* _MATERIAL PROVIDED_:
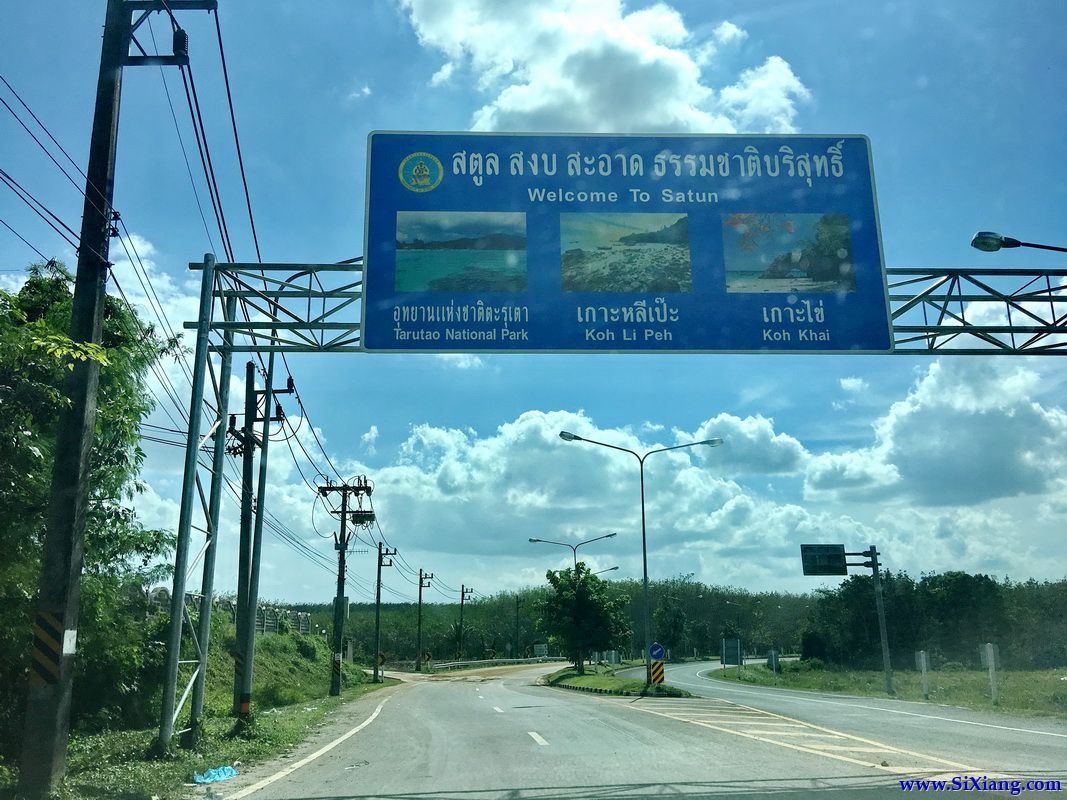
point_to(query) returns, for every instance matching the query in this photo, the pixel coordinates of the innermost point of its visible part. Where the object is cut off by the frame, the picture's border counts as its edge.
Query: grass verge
(602, 676)
(1037, 691)
(289, 701)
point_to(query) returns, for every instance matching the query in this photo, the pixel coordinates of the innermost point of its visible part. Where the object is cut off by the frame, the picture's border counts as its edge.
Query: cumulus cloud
(368, 440)
(751, 446)
(592, 65)
(461, 361)
(854, 385)
(968, 431)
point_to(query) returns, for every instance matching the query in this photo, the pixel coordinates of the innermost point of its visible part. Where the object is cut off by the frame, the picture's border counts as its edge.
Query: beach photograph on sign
(461, 251)
(785, 253)
(625, 252)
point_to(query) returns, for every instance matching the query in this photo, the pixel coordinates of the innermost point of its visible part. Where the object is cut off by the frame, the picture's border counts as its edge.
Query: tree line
(118, 667)
(948, 614)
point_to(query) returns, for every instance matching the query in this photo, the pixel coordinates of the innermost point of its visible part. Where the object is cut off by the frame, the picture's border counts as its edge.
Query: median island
(602, 680)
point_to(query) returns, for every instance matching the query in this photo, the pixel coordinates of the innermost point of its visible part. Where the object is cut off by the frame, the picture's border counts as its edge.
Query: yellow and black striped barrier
(47, 650)
(657, 672)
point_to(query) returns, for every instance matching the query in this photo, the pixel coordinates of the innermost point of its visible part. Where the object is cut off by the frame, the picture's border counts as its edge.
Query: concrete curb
(598, 690)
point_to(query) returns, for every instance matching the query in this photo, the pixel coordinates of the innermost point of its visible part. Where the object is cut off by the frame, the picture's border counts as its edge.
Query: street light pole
(574, 547)
(568, 436)
(990, 242)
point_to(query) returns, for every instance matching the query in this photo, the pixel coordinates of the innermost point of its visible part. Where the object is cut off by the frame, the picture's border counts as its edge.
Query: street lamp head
(990, 242)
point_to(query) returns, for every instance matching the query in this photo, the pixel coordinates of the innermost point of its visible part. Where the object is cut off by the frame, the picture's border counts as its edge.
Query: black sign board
(824, 559)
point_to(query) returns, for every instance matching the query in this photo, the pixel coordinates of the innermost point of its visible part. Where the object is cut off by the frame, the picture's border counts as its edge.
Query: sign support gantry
(317, 308)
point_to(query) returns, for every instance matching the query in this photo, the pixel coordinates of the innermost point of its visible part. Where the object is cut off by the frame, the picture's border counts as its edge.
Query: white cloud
(443, 75)
(360, 93)
(751, 446)
(967, 432)
(368, 441)
(765, 98)
(461, 361)
(854, 385)
(592, 65)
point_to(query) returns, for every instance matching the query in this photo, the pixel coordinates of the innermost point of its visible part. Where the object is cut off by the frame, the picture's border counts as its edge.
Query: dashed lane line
(790, 694)
(775, 729)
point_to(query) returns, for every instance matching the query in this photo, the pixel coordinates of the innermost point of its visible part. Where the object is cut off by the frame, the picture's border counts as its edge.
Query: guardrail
(489, 662)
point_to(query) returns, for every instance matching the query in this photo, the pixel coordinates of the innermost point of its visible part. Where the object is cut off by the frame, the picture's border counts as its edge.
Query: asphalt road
(505, 737)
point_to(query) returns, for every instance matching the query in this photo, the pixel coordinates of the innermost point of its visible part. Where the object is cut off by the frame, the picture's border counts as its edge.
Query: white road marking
(784, 696)
(321, 751)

* _EXERCISE AIM_: Output the whole listing without change. Any picture is to be left out.

* _SOLUTION TO THIS EXERCISE_:
point_to(query) returns, for every instance matching the query in this photo, the pixel coordinates of the innermost point of its visible part. Where the object is cut off by the frame, the picture's border counts as its edge.
Query: grass verge
(602, 676)
(1037, 691)
(289, 701)
point_to(query) returns, for every instance matching the query in this photo, the pixel coordinates of the innermost point of its visible part. Where the object is cut off by the frame, the picture's border counts as its edge.
Query: cumulus cloud
(368, 440)
(751, 446)
(592, 65)
(461, 361)
(854, 385)
(968, 431)
point_to(query) returns, for every instance matching the query in this photo, the pixel coordinates of the innermost point of its visible part. Where the object is cut off by the frame, the picture's border counts as its edge.
Query: beach photograph on sign
(461, 251)
(785, 253)
(625, 252)
point_to(query) returns, for every instance matching the query in this photo, the pixel coordinates of the innermost point of its visible part. Where the object is cut off by the frame, the picture's border counts as its edge.
Query: tree line
(118, 667)
(948, 614)
point_to(query) returns, for every instance matching the query in this photo, the pixel coordinates of the innermost point of its visible part. Where the object is cut off by the frame, the picture's border counts as its edge.
Query: median island
(602, 680)
point_to(query) returns, for every instance matching the query in this photo, the pixel coordinates of the innermost point of its visible part. Where the object is cut off by the frame, the picture's border counts as its edge.
Query: yellow and black striped barrier
(47, 650)
(657, 672)
point_to(query) returns, for every instance matching the query in this photo, the pixel coordinates of the innermost point of its visible part. Where the object is cut off by the frame, the picture's border counts as its edge.
Query: concrete curb
(598, 690)
point_to(query) returns, for every instance matching the query in this photo, the pixel coordinates of the innermost point of its visible part. Where the object is cut off by the frame, the picture's border counts as its edge.
Query: street light pole
(574, 547)
(568, 436)
(990, 242)
point_to(query) returns, for every instance matching the query in this photo, the pixel coordinates of the innermost point of its visible part. Where the object is cut off by the frame, the picture's border counts as its edge.
Query: street lamp head
(990, 242)
point_to(query) returns, for every instance matching the query in this photo, the pixel coordinates of the innermost point of its visible part. Where the object is cut off by the frame, the picture's border counts as its edge.
Query: black sign board
(824, 559)
point_to(query) returns, for every instance matching the query in this photo, the pixel coordinates of the innermost point of its visible part. Where the object is cut off by the frame, the picture's border counts as its edge.
Query: sign support gantry
(317, 308)
point_to(query) returns, for every instance matching the query in this photo, the pixel coordinates of the innermost point of its visible part. Where the object is cut off by the frame, the picture's border counts as its edge.
Query: white cloud
(443, 75)
(360, 93)
(751, 446)
(967, 432)
(368, 441)
(765, 98)
(461, 361)
(854, 385)
(592, 65)
point_to(query) returns, for every instance matching the query in this photo, the pixel coordinates of the innermost point of its visible part. Where the object is cut off by the frame, the picture's border counts as its edge.
Query: dashed lane line
(790, 694)
(775, 729)
point_to(query) returns, for every instance matching the query in this photo, the pixel coordinates of the innermost point of its visible part. Where the object is cut off by the frame, the picture's border counts as its edge.
Query: guardrail
(489, 662)
point_to(query) returns, for every instance matching the query in this photo, the pixel coordinates of the innermost point of its visible part. Where the object is cut off by the frame, the picture's border counts as its edge.
Query: asphalt road
(505, 737)
point_to(query) returns, for every instance matching the query in this photo, the pixel coordinates of the innermost point of its visible part. Where the object is cut off by the frame, the picture's border counts as its edge.
Query: white road marking
(784, 696)
(321, 751)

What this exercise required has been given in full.